◆ WORK TO DO
Only the lines from the one containing "Thanks for the photo. Could you please mark the cathedral" through the end of the entries should be repeated, exactly as they appear, first and last included.

┏━━

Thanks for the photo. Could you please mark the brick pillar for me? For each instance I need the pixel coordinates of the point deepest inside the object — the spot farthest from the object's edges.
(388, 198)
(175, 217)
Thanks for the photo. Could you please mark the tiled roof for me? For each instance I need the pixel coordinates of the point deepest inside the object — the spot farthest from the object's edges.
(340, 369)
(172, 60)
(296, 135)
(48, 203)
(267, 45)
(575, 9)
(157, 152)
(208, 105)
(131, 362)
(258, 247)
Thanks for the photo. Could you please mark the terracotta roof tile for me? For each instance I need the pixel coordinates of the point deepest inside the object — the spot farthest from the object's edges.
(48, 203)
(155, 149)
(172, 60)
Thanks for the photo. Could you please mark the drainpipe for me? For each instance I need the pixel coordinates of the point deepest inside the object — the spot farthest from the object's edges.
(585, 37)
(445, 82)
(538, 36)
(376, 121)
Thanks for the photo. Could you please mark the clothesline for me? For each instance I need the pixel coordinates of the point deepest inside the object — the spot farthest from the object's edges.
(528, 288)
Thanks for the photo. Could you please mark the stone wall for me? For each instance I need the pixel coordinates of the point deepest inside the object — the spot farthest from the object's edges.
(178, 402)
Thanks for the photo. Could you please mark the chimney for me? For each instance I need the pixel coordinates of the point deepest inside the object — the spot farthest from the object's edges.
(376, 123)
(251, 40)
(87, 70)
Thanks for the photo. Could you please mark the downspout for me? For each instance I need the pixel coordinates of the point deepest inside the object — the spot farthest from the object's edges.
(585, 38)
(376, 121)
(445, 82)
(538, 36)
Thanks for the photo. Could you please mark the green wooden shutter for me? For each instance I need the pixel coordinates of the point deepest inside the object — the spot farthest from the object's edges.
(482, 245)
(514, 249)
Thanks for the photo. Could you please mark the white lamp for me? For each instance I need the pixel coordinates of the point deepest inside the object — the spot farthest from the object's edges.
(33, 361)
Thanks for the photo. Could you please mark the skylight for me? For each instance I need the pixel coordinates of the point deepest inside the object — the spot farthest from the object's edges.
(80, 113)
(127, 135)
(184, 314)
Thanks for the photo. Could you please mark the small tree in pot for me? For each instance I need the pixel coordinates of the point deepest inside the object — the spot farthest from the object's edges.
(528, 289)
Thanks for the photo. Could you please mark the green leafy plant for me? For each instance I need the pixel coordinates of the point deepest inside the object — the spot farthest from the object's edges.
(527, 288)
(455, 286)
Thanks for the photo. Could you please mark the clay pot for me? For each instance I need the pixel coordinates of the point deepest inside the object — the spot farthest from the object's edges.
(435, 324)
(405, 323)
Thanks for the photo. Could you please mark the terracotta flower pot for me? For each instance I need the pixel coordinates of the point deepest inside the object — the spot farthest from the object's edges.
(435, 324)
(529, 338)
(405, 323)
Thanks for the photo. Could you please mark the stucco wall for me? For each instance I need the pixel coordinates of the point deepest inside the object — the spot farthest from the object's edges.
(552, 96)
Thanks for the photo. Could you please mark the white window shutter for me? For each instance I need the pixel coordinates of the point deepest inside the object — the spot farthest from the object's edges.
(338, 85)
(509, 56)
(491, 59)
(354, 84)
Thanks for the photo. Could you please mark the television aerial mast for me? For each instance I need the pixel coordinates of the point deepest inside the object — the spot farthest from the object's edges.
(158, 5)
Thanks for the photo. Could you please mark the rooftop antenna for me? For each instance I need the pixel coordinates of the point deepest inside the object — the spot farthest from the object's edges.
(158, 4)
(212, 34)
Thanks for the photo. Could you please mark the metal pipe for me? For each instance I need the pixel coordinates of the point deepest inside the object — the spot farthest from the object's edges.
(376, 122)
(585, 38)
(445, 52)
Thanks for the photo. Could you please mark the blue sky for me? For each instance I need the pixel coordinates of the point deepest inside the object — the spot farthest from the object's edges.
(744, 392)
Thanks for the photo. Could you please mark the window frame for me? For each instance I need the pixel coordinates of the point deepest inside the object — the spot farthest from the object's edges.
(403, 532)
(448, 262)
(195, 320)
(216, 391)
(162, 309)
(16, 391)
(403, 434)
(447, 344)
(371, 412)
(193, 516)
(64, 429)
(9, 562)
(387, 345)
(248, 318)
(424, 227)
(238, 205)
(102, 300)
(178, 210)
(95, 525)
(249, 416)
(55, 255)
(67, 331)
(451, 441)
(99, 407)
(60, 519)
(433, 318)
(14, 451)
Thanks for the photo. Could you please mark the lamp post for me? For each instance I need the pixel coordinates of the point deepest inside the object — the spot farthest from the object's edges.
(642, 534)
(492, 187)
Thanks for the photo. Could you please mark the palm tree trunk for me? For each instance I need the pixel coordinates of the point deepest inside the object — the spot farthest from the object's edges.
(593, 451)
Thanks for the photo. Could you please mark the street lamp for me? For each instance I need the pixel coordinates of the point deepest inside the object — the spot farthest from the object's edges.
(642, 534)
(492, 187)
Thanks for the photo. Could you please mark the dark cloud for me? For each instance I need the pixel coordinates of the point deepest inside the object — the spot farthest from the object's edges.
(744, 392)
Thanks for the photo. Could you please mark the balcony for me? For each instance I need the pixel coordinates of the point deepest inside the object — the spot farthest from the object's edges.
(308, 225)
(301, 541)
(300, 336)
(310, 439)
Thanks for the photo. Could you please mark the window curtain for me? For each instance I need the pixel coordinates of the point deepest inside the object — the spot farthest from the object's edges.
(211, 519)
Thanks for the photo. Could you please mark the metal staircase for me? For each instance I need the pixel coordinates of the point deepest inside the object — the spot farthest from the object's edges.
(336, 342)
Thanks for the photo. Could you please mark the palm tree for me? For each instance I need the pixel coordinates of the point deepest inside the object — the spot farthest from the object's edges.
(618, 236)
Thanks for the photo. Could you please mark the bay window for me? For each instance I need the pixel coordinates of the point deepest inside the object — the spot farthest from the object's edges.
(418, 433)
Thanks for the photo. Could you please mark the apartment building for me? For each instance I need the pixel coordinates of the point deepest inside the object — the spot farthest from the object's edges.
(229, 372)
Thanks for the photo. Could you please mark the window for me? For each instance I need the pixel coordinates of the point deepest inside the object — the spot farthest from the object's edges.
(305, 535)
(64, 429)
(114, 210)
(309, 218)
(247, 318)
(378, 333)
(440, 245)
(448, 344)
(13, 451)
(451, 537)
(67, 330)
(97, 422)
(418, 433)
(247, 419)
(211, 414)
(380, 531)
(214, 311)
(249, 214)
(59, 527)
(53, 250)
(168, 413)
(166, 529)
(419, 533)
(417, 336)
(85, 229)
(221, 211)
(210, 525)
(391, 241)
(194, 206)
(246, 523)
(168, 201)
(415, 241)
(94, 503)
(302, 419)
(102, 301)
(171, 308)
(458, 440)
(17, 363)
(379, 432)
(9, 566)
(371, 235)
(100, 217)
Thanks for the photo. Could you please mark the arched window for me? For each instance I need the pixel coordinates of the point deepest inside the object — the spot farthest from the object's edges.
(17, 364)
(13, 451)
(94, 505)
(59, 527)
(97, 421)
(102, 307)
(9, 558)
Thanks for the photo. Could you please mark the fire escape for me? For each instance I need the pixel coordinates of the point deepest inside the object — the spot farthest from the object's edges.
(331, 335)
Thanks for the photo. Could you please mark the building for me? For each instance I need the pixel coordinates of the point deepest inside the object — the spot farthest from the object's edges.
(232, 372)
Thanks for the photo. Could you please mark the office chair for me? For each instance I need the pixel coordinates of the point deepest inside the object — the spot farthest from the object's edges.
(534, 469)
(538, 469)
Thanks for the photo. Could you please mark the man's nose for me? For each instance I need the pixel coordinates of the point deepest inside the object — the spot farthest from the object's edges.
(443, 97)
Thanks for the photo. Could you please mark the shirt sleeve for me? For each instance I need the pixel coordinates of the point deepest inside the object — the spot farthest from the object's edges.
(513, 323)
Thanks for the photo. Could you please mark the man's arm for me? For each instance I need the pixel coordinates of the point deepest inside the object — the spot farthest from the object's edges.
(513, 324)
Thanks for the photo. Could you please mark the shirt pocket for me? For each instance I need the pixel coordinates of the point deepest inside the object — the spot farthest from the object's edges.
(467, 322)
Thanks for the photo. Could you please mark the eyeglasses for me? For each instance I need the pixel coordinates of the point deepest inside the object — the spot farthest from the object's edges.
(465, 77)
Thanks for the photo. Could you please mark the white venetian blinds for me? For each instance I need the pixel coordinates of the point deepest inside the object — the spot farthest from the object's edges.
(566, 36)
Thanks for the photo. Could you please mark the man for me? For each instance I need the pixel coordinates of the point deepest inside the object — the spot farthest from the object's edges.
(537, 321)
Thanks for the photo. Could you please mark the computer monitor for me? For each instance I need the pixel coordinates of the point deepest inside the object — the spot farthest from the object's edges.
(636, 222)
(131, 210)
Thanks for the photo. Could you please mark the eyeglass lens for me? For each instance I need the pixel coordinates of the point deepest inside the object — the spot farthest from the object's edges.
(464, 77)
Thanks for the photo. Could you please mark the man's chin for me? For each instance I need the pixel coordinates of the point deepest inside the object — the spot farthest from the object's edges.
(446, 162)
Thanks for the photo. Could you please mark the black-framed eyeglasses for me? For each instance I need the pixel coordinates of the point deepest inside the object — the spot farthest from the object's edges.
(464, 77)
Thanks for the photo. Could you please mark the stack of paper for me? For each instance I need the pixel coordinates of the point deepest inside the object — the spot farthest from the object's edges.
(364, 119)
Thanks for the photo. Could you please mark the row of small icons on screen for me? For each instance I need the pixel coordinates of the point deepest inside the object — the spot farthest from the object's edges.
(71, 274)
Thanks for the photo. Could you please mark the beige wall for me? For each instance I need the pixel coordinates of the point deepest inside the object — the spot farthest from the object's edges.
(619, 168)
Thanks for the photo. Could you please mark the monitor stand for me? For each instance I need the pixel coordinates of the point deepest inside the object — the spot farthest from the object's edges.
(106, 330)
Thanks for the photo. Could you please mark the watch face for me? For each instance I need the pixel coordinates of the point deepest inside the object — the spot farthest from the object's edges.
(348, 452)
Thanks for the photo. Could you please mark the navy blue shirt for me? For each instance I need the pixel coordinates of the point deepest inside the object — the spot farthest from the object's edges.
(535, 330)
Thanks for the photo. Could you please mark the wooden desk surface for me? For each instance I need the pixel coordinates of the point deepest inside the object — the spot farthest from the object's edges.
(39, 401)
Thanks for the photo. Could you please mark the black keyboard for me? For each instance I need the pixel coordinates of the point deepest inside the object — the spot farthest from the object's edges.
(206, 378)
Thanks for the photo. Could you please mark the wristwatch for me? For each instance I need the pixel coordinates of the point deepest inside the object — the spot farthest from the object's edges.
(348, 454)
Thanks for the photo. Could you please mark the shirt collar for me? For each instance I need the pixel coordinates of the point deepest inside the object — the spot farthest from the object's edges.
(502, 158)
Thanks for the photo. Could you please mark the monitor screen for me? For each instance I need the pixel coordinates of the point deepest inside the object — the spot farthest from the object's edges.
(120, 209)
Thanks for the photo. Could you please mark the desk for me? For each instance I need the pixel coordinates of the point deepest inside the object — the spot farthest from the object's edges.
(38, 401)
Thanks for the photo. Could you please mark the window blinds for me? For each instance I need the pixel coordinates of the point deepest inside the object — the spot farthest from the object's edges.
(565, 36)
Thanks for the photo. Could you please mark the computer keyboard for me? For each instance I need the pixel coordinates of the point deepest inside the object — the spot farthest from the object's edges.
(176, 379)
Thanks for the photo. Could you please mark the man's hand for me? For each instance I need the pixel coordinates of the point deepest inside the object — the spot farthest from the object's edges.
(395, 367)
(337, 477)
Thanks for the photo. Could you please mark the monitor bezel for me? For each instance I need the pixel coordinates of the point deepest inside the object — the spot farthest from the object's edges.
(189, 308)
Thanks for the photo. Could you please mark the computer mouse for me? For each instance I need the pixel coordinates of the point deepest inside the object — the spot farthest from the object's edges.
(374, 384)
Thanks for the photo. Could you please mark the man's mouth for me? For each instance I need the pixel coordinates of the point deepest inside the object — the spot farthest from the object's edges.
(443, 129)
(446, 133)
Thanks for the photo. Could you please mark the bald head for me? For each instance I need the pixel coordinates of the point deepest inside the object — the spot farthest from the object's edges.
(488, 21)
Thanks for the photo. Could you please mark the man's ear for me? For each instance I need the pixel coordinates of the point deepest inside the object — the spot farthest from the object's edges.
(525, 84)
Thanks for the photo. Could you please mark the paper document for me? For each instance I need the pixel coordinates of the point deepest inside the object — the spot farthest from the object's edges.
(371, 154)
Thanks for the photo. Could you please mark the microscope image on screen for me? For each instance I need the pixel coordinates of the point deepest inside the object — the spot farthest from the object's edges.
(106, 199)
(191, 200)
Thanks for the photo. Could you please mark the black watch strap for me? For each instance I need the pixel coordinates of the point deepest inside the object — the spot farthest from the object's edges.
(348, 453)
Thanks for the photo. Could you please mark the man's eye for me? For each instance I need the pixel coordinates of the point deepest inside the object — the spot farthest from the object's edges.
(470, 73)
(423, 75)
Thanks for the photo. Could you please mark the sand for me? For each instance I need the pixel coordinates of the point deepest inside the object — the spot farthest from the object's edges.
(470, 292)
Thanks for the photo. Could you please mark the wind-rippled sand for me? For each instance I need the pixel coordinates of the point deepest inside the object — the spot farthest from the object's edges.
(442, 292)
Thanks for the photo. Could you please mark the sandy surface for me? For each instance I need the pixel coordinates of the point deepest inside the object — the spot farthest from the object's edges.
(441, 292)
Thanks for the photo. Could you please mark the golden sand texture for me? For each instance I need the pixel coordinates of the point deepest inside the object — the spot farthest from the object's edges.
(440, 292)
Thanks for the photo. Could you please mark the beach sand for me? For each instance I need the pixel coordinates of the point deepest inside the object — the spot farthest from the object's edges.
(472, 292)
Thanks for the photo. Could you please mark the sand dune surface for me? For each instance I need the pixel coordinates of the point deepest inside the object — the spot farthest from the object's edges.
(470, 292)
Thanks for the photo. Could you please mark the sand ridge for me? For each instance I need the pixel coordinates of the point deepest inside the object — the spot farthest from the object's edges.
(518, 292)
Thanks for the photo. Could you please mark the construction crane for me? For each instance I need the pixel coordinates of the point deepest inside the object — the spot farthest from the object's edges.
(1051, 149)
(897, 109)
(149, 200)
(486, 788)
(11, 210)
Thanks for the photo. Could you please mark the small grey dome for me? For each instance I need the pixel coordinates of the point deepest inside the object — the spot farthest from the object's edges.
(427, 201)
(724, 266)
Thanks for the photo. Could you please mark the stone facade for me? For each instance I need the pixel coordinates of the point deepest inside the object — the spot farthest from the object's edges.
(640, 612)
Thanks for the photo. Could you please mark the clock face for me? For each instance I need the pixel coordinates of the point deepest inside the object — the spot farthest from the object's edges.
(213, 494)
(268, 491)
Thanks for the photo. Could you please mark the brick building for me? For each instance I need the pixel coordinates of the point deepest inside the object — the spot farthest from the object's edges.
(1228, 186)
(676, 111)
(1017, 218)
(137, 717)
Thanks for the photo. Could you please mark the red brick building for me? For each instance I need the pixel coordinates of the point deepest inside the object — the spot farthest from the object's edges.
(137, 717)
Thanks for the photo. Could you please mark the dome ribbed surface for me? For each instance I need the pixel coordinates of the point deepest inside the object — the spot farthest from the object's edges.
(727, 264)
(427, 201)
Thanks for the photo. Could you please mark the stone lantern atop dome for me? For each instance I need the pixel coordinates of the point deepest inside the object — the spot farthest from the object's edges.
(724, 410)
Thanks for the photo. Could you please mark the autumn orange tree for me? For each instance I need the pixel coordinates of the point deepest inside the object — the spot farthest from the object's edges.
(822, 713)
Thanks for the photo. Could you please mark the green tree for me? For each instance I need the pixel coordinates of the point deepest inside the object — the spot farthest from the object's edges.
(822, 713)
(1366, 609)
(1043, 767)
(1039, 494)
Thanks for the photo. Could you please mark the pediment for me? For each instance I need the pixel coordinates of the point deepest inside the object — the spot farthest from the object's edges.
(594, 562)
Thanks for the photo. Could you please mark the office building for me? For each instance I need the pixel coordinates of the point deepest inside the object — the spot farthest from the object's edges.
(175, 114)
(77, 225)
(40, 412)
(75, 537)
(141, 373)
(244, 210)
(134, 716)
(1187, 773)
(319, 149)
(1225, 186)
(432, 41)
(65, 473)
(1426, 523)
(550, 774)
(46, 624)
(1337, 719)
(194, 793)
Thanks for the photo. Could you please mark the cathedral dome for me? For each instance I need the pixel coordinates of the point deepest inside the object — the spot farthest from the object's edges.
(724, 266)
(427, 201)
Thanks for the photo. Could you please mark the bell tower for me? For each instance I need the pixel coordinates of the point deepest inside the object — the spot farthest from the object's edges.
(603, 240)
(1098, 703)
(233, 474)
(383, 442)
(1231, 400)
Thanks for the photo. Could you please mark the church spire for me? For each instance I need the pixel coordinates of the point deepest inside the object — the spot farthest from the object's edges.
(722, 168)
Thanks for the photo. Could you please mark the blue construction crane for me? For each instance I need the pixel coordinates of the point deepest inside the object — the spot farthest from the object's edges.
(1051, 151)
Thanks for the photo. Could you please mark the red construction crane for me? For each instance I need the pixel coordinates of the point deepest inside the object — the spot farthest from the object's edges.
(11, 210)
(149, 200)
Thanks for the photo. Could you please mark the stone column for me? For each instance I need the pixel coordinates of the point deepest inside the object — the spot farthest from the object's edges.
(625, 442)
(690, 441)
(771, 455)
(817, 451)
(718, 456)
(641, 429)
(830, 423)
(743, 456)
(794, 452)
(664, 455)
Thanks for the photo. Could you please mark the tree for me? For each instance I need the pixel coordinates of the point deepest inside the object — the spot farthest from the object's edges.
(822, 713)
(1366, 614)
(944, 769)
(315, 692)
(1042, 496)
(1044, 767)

┗━━

◆ EXERCISE ANSWER
Thanks for the photo. Could you please mark the cathedral dome for me? For each instance I need the pixel coordinates of the point deepest inside the object — the spot farthest from the object's edges.
(724, 266)
(427, 201)
Thanks for the photo. Could you please mark the bell tower for me? For each instance I need the pixel coordinates of the point deepest inside the object — the spot farthest from the object's edges.
(603, 240)
(1098, 703)
(233, 474)
(383, 442)
(1231, 400)
Thanks for the photo. Could you please mark the church spire for me? For each instance I need the pixel coordinates of the point deepest inside the object — the spot farthest from the object's edges.
(722, 168)
Thanks for the photo. Could you please mark the blue construction crane for me? For each instance I need the pixel coordinates of the point deepest inside the object — the spot farthest from the object's edges.
(1051, 151)
Thanks for the photo. Could you please mark the red construction crane for me? For each instance I need the pixel coordinates of the point deepest inside the object — the spot farthest from the object's edges.
(11, 210)
(149, 200)
Thanks for the photo. Could you please mark the stone column for me? For each instance I need the pixel coordinates of the point deepest inside the object — the spot farthest from the object's edges.
(625, 442)
(690, 441)
(771, 455)
(817, 451)
(718, 456)
(641, 429)
(830, 423)
(743, 456)
(794, 452)
(664, 455)
Thanks for the photo. Could you please mark the tree for me? For each instance I need the pixel coordinates of the point deepest inside the object — the spot farthest from the object's edges.
(822, 713)
(1366, 614)
(944, 769)
(315, 692)
(1042, 496)
(1044, 767)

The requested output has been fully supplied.